RECORDS SHOWN:
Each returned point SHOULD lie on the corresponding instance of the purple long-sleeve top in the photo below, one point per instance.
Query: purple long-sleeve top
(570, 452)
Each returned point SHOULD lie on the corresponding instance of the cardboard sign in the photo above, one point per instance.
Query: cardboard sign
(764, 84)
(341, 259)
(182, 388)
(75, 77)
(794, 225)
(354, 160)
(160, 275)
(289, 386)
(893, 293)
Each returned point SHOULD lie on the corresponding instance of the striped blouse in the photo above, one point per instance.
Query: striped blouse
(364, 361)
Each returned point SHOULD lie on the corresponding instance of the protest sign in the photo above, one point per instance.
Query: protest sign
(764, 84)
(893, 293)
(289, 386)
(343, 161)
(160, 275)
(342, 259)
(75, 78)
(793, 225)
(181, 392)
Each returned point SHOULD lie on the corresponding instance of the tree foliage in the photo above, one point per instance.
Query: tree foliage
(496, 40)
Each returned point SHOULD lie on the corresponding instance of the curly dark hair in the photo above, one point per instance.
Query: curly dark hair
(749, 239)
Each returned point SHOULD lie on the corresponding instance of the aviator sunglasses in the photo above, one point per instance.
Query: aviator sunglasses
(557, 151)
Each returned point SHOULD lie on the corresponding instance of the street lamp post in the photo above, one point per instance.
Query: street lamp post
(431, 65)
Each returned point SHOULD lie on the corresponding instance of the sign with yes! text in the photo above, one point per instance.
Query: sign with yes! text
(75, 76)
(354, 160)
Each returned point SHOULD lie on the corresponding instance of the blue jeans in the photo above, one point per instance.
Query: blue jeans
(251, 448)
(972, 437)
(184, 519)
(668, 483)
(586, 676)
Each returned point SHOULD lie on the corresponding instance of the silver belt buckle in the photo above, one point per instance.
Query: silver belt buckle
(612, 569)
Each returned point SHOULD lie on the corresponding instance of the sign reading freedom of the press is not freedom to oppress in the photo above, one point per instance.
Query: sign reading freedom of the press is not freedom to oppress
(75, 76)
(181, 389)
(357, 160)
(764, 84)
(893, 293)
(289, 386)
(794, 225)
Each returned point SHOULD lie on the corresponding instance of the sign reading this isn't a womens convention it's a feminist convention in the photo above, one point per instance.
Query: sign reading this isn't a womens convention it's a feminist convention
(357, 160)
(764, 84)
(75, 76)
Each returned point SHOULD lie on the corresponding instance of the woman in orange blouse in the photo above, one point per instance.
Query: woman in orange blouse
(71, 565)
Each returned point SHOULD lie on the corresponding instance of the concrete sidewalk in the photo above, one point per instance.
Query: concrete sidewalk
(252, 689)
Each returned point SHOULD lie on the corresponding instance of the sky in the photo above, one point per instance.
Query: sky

WHAT NEEDS TO BE DONE:
With the line that has "Query: sign reading this" as the first and the line that has "of the woman" as the last, repeat exactly that run of lines above and no more.

SOLUTION BELOW:
Query: sign reading this isn't a womens convention it's a feminist convention
(357, 160)
(764, 84)
(75, 76)
Each returned point SHOULD lie on the corresponding instance of the woman in orange blouse in the photo above, one point per instance.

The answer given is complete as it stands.